==== Information supplied

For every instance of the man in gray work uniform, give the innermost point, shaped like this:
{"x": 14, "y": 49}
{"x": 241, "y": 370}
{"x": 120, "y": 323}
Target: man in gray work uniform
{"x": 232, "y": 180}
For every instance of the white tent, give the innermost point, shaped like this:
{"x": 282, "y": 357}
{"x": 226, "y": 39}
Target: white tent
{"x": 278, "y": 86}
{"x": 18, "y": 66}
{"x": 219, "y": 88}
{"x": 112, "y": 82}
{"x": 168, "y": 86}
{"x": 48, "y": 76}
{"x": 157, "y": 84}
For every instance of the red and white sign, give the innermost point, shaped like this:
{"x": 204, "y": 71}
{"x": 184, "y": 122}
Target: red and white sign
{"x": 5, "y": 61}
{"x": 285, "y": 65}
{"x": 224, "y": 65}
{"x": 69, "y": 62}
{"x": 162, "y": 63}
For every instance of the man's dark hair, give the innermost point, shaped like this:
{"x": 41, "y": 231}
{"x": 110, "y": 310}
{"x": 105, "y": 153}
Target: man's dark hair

========

Directions for this task: Go through the data above and count the lines that hold "shaped". Respond with the number and no other words.

Response: 4